Exercise: List, in full, every line of the entries below that contains the word "house". Case counts.

Items listed in a dataset:
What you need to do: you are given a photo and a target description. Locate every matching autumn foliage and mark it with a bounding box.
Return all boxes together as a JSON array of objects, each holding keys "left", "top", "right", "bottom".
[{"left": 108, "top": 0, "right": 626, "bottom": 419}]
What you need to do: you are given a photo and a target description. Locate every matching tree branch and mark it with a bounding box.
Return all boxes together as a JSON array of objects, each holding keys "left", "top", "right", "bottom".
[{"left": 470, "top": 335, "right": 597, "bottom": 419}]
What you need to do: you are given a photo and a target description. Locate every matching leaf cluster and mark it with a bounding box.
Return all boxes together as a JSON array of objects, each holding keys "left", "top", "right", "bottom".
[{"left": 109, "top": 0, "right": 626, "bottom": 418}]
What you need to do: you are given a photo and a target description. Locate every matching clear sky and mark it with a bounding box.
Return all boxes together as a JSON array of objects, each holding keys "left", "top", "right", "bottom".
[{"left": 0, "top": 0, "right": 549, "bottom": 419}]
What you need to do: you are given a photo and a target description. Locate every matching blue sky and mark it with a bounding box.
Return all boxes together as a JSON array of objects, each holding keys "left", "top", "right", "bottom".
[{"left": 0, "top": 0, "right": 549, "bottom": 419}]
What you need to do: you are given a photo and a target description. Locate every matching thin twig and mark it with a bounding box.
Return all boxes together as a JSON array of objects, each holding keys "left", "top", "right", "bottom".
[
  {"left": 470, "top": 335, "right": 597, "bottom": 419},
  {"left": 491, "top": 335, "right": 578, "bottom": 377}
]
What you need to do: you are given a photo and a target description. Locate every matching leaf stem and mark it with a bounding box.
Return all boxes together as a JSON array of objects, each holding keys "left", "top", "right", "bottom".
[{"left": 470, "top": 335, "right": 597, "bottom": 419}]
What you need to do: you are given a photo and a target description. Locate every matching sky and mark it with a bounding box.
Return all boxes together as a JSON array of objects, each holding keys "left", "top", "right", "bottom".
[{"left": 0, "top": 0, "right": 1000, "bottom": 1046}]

==

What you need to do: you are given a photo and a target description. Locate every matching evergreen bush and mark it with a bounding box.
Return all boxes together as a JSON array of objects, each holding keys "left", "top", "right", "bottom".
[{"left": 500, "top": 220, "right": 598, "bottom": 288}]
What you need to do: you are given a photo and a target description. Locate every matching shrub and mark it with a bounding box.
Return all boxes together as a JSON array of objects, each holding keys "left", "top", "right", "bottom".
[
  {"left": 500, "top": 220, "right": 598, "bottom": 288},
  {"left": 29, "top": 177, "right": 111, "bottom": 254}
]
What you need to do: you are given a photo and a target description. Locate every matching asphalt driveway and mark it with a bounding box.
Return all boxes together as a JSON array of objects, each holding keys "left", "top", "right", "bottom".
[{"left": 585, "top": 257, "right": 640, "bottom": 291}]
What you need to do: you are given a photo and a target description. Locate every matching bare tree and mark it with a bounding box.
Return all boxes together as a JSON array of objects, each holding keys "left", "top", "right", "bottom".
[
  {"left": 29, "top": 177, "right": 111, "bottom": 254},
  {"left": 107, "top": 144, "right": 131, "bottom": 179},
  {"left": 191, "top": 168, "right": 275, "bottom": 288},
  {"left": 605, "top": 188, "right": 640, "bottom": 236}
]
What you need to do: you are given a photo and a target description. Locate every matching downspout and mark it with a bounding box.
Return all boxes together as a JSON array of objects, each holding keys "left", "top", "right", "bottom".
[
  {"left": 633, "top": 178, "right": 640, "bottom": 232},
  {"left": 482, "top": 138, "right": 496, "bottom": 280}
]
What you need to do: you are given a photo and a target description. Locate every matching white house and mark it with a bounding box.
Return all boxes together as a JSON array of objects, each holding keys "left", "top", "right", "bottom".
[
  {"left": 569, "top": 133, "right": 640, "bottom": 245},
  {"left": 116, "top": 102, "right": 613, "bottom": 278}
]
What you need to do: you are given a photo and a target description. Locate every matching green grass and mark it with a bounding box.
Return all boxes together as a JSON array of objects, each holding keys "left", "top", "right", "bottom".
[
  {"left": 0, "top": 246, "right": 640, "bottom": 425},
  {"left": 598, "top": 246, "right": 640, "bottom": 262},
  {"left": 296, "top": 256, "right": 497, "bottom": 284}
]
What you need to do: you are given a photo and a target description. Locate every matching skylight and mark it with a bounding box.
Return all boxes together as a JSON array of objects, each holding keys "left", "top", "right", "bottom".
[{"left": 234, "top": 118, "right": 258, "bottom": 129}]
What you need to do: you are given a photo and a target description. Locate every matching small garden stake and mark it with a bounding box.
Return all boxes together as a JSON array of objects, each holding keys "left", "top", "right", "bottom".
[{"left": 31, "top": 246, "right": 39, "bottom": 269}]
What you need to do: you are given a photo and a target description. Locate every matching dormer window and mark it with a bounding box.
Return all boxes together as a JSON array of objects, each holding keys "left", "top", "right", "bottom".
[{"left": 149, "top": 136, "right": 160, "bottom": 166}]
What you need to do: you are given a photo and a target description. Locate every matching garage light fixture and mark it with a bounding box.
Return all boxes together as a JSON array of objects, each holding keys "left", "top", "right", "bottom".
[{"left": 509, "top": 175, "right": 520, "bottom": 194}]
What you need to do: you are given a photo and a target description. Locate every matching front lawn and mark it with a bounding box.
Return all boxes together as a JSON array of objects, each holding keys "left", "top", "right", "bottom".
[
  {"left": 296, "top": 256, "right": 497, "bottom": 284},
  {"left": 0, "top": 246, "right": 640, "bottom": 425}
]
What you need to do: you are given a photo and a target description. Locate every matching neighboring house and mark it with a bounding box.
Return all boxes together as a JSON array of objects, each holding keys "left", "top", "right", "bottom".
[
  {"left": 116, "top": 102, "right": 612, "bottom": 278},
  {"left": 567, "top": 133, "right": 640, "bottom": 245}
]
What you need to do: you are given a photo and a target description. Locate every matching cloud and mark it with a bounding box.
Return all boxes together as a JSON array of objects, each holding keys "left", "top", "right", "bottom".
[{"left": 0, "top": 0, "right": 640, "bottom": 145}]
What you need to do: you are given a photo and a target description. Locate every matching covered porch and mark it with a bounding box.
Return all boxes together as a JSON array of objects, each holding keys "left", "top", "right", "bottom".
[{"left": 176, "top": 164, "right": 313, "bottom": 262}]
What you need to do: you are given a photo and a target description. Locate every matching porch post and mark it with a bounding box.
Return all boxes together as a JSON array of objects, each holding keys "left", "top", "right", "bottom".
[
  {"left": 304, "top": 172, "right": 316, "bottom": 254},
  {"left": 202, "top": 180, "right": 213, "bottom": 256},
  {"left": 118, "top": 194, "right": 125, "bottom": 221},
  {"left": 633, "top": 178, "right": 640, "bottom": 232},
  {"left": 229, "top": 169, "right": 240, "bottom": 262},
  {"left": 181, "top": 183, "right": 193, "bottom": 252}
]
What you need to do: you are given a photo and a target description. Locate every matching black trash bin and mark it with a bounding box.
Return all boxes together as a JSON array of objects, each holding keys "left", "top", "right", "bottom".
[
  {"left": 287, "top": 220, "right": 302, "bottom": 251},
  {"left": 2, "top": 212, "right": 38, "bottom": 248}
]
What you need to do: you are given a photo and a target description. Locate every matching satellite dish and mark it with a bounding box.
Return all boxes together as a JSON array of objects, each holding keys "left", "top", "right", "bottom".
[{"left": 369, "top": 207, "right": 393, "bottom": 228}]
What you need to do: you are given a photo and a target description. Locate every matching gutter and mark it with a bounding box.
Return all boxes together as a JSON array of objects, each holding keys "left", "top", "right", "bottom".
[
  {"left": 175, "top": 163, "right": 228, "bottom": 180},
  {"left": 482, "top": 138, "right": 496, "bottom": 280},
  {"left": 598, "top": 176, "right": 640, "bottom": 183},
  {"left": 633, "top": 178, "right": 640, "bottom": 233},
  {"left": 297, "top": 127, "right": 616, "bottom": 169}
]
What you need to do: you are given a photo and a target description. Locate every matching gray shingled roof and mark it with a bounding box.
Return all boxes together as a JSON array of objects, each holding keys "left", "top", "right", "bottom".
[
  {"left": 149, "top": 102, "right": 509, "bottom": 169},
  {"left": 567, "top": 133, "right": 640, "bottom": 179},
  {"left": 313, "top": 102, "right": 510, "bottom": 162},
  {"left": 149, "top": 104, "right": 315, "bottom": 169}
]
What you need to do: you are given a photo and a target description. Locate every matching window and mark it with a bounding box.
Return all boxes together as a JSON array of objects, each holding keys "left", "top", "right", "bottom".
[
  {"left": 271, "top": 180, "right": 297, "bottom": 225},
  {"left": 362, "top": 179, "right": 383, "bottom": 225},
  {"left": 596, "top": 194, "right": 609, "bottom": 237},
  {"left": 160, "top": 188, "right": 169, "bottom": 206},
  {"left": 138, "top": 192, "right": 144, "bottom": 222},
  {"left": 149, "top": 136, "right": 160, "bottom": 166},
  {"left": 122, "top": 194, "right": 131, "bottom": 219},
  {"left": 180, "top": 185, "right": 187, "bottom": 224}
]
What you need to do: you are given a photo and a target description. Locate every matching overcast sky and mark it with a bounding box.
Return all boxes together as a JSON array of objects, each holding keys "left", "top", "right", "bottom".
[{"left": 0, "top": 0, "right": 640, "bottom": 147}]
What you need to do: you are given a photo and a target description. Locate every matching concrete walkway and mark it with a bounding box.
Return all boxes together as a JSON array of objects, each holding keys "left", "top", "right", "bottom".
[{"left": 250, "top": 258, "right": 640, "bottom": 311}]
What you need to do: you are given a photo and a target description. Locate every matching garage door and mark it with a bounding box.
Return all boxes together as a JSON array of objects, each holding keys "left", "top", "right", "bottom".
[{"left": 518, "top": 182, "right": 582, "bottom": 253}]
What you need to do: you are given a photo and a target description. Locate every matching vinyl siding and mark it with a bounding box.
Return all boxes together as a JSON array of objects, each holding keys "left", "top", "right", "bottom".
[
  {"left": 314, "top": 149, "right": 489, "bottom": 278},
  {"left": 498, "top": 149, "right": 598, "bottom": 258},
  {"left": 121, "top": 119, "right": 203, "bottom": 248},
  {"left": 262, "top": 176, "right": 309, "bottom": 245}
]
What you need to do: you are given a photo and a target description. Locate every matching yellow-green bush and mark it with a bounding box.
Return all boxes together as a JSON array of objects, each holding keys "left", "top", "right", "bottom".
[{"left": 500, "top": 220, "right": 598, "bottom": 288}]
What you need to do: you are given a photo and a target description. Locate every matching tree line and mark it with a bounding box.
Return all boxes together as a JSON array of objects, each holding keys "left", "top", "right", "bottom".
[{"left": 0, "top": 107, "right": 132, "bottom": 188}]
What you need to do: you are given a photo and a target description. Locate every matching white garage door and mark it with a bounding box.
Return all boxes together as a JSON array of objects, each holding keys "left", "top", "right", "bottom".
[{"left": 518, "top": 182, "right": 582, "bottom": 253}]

Response to this task:
What you need to do: you are given a photo and a target description. Locate every matching white house and mark it with a bounding box.
What you need to do: you are given a photo and a target description. Locate every matching neighboring house and mark it with a bounding box.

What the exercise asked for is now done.